- What the exercise asks -
Update the lines from the one containing "drop a dot on every instance of the yellow" through the end of the entries, inclusive, replacing "paved road" with "gravel road" and leaving everything else unchanged. Give back only those lines.

- Data for processing -

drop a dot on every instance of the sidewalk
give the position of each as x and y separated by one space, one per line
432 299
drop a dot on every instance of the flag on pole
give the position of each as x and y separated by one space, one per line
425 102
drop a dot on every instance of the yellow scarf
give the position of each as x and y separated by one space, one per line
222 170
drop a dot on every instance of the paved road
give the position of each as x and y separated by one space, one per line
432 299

- Solution below -
drop a dot on every instance of the yellow scarf
give the position of each as x and y separated by one space, one per line
222 170
drop a dot on every instance of the gravel road
give the position of each as x and y separated by one space, one per line
432 299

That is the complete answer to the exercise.